-- BEGIN INFORMATION SUPPLIED --

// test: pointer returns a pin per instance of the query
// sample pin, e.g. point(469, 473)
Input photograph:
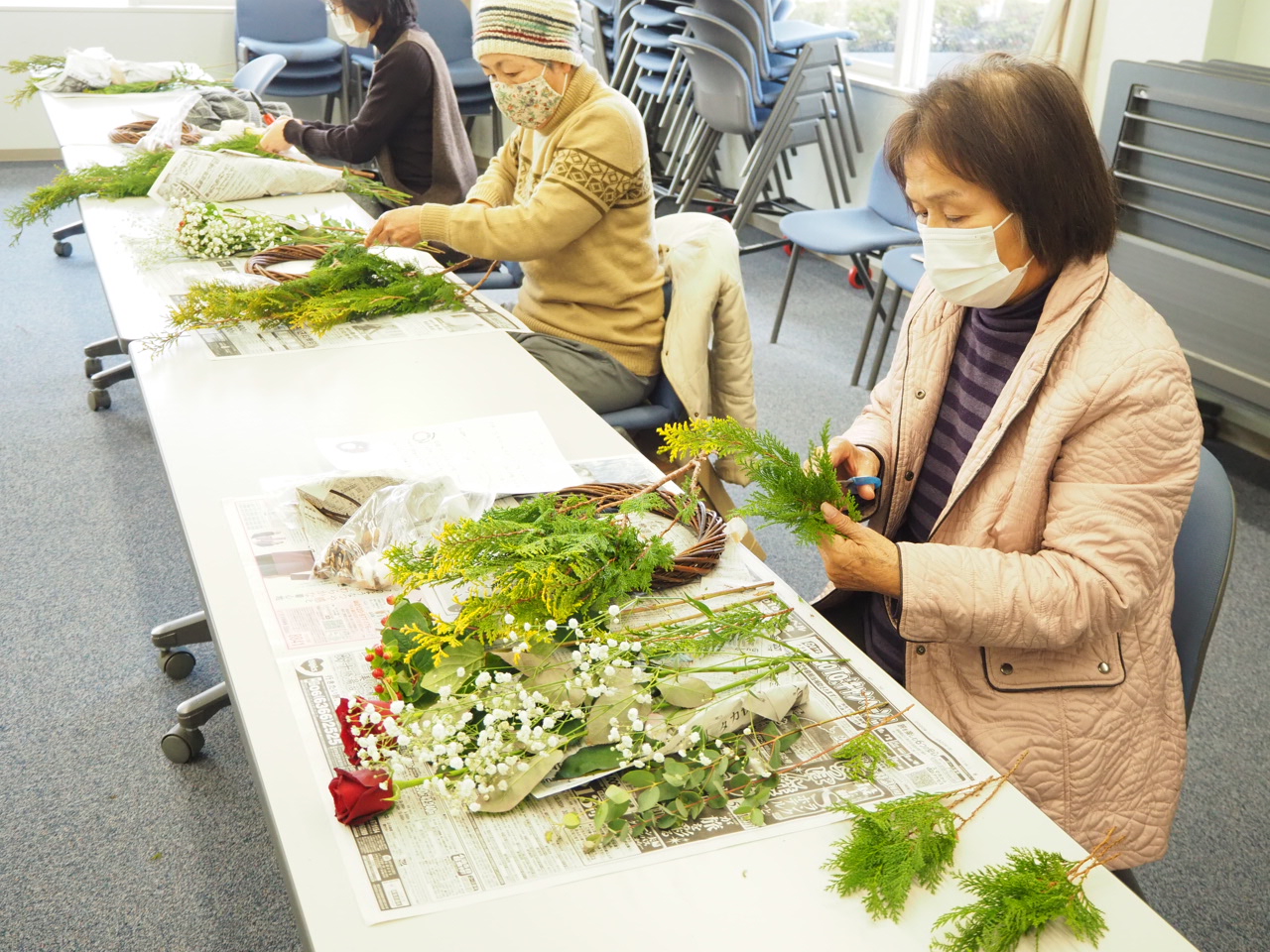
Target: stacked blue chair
point(858, 234)
point(789, 102)
point(296, 30)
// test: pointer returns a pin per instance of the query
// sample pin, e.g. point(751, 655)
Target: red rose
point(350, 728)
point(358, 794)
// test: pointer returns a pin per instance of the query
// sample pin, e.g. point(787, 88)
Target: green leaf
point(639, 778)
point(593, 760)
point(465, 657)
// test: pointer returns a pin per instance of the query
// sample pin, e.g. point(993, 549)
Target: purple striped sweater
point(987, 349)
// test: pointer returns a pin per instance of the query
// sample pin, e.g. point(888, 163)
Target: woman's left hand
point(858, 558)
point(399, 226)
point(273, 139)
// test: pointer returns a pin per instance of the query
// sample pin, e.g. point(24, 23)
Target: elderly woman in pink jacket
point(1038, 442)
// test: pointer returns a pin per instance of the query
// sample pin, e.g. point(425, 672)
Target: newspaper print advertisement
point(431, 853)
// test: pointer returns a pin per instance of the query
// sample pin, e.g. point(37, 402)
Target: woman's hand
point(851, 461)
point(273, 139)
point(397, 227)
point(858, 558)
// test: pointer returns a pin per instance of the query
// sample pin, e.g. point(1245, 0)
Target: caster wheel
point(177, 664)
point(182, 744)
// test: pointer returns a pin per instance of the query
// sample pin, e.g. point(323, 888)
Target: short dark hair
point(1017, 127)
point(394, 13)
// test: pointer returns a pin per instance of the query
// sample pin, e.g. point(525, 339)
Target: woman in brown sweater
point(409, 123)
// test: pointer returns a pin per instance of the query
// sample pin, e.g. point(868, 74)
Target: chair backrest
point(721, 35)
point(1202, 563)
point(720, 87)
point(449, 26)
point(281, 21)
point(259, 72)
point(887, 198)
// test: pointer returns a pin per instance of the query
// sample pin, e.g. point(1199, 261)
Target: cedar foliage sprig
point(901, 842)
point(789, 492)
point(347, 284)
point(1021, 897)
point(136, 175)
point(547, 557)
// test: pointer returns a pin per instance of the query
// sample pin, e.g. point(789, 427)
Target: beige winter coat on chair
point(1038, 616)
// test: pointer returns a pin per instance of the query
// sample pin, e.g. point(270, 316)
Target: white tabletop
point(221, 425)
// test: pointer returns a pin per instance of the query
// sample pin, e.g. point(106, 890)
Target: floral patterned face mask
point(530, 104)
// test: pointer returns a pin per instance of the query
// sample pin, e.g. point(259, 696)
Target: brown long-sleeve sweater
point(409, 122)
point(572, 202)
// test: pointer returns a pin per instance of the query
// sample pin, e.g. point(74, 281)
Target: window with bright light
point(907, 42)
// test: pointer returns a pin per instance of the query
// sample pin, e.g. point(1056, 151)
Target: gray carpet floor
point(107, 846)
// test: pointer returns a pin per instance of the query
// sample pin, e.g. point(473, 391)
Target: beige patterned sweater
point(572, 202)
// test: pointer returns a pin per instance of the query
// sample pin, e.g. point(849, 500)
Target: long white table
point(222, 425)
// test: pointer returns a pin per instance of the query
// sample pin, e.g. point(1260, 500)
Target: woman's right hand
point(851, 461)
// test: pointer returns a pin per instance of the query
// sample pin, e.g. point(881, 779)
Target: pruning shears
point(855, 483)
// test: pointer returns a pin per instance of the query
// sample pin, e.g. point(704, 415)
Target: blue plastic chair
point(901, 266)
point(856, 232)
point(1202, 563)
point(295, 30)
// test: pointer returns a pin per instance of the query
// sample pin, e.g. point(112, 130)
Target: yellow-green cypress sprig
point(790, 492)
point(1021, 897)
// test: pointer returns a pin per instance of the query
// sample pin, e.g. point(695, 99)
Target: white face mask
point(347, 30)
point(964, 267)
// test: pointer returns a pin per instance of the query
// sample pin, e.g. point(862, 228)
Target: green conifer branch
point(789, 493)
point(1020, 897)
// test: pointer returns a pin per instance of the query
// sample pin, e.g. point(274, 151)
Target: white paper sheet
point(506, 454)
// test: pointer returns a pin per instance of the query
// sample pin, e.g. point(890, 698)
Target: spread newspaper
point(431, 853)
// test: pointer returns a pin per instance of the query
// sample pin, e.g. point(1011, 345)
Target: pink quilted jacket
point(1038, 616)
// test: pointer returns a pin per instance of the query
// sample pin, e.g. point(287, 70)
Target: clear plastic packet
point(394, 516)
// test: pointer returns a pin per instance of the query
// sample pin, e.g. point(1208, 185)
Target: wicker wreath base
point(262, 262)
point(693, 562)
point(131, 132)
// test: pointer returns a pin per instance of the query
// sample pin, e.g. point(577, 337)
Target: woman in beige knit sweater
point(571, 195)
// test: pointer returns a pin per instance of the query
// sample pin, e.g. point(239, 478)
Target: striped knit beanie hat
point(541, 30)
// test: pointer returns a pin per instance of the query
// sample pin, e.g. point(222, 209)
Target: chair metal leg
point(182, 743)
point(785, 293)
point(874, 309)
point(885, 336)
point(169, 638)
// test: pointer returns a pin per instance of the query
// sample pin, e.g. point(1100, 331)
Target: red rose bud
point(358, 796)
point(350, 728)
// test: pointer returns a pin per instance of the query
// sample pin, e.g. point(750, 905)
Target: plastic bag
point(394, 516)
point(168, 128)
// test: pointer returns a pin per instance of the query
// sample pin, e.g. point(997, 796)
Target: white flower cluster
point(477, 744)
point(207, 230)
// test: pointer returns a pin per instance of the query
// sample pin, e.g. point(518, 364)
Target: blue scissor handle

-- END INFORMATION SUPPLIED --

> **AIM**
In the stretch from the start of the records above through the line containing "point(358, 794)", switch "red rose" to "white rose" and leave everything else unchanged. Return only those lines, omitting the pictures.

> **THE REPLY**
// test: pointer returns a pin per instance of the query
// sample pin, e.g. point(469, 473)
Input photograph:
Target: stacked blue chair
point(858, 234)
point(789, 102)
point(296, 30)
// test: pointer returns a pin per instance of the query
// sample pin, e.g. point(751, 655)
Target: white rose
point(350, 728)
point(358, 794)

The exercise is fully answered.